Una distanza accentuata ulteriormente proprio dalla precocità con cui è arrivato questo derby, in un momento della stagione in cui le squadre per forza di cose non potevano che fare affidamento sulla conoscenza accumulata nel corso dei mesi precedenti, se ce l’avevano. È anche per questo che la Roma, per la prima volta dopo diversi anni, era stata data nettamente per sfavorita: perché appariva come un gruppo alle prime armi contro una squadra che si allenava con gli stessi giocatori e seguendo gli stessi principi di gioco ormai da più di tre stagioni.

Somiglianze

A vederle in campo, però, Lazio e Roma erano meno diverse di quanto non si pensasse a priori, mostrando di condividere alcune idee. Entrambe le squadre, ad esempio, in fase di possesso costruivano l’azione con una linea difensiva a tre supportata da un regista: la Lazio seguendo la forma canonica del 3-5-2: con Luiz Felipe, Acerbi e Radu a comporre la difesa e Lucas Leiva di fronte a loro; la Roma, invece, attraverso una serie di movimenti che scomponevano il 4-2-3-1 iniziale: la salida lavolpiana di uno dei due mediani (di solito Cristante, che scendeva tra Fazio e Mancini) mentre l’altro si accentrava per dare linee di passaggio alla difesa e agire da regista.

Anche sulla trequarti, in fase di definizione, Lazio e Roma erano piuttosto simili: entrambe le squadre cercavano di fare grande densità centrale con i propri uomini più offensivi (per i biancocelesti le due mezzali, Milinkovic-Savic e Luis Alberto, coadiuvati dai movimenti incontro di Correa; per la Roma le due ali, Cengiz Ünder e Kluivert, a cui si aggiungeva il gioco spalle alla porta tra le linee di Dzeko), mentre i terzini attaccavano l’ampiezza, restando larghissimi e altissimi sul campo.

Ma persino senza palla, se si escludono le situazioni statiche - in cui la Lazio era molto più aggressiva per mettere in crisi la costruzione bassa della Roma fin dal primo tocco di Pau Lopez - entrambe le squadre preferivano difendere con un baricentro piuttosto basso - la Roma più basso di quello della Lazio - con i due attaccanti a schermare il regista avversario mentre il resto della squadra si disponeva su due linee da 4, il più possibile compatte verticalmente - la Roma più compatta della Lazio.

Se mi fermassi qui, e se si vedesse solo il risultato finale, si potrebbe pensare che l’1-1 finale sia il naturale prodotto di due squadre dal tasso tecnico simile e dalla disposizione in campo quasi a specchio. Ma chiunque abbia visto la partita, ne abbia vissuto gli incredibili saliscendi emotivi, sa perfettamente che è assolutamente un caso che il derby ieri sia finito in pareggio, e che la Lazio meritasse ampiamente di vincere, colpendo 4 legni (la Roma ne ha colpiti 2, entrambi da fuori area con Zaniolo) e costruendo azioni pericolose che non si sono concluse con un gol piuttosto sorprendentemente (tipo quando Correa solo di fronte a Pau Lopez gli ha calciato praticamente in faccia).

* [Sezione dati]:
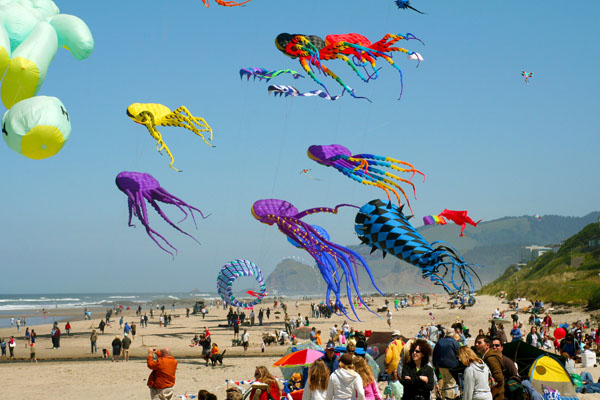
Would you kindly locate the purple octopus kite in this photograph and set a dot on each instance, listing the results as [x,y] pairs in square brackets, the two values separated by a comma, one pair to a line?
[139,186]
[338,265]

* [Cosa serve]: Continua l'analisi del derby tra Lazio e Roma a partire dall'ultima frase riportata. Le righe non hanno alcun ruolo qui.

* [Risposta]:
Insomma, quante volte avete visto una squadra che riesce a segnare solamente un gol dopo aver prodotto 3.2 xG e aver tirato verso la porta 23 volte?

Differenze

La verità è che i movimenti e la disposizione in campo dei giocatori rappresenta solo la parte più esteriore dell’idea di gioco di un allenatore, che si sostanzia invece nei principi di gioco e nei compiti richiesti in campo. E in questo Lazio e Roma erano profondamente diverse.

La squadra di Fonseca senza palla cerca di difendere con un 4-4-2 il più possibile corto verticalmente e stretto orizzontalmente, che scivola sul campo tenendo come riferimento esclusivamente il pallone - almeno in teoria, perché poi nella pratica diversi giocatori seguono eccessivamente l’uomo creando scompensi posizionali a tutto il sistema.

Nell'immagine sotto, ad esempio, Ünder e Kluivert sono larghissimi per seguire Lulic e Lazzari, e di conseguenza Cristante e Pellegrini sono presi facilmente in mezzo da Leiva e Correa che possono arrivare a servire gli attaccanti con due semplici passaggi in verticale.

Da notare che Correa potrebbe servire anche Milinkovic-Savic, a sua volta del tutto libero di ricevere sulla trequarti.

In ogni caso, un sistema di questo tipo lascia volutamente i corridoi esterni scoperti, contando sull’aiuto della linea del fallo laterale (che dimezza naturalmente le opzioni di passaggio) e sulla consapevolezza che i cross verso l’area sono un’arma statisticamente inefficiente. Il bug nel sistema è che se le scalate orizzontali non sono sufficientemente veloci, e se la squadra nel suo complesso non è abbastanza attenta a mantenere la compattezza posizionale, allora è fin troppo semplice muovere la palla da un lato all’altro del campo per disorganizzare la struttura e aprire spazi per le ricezioni tra le linee.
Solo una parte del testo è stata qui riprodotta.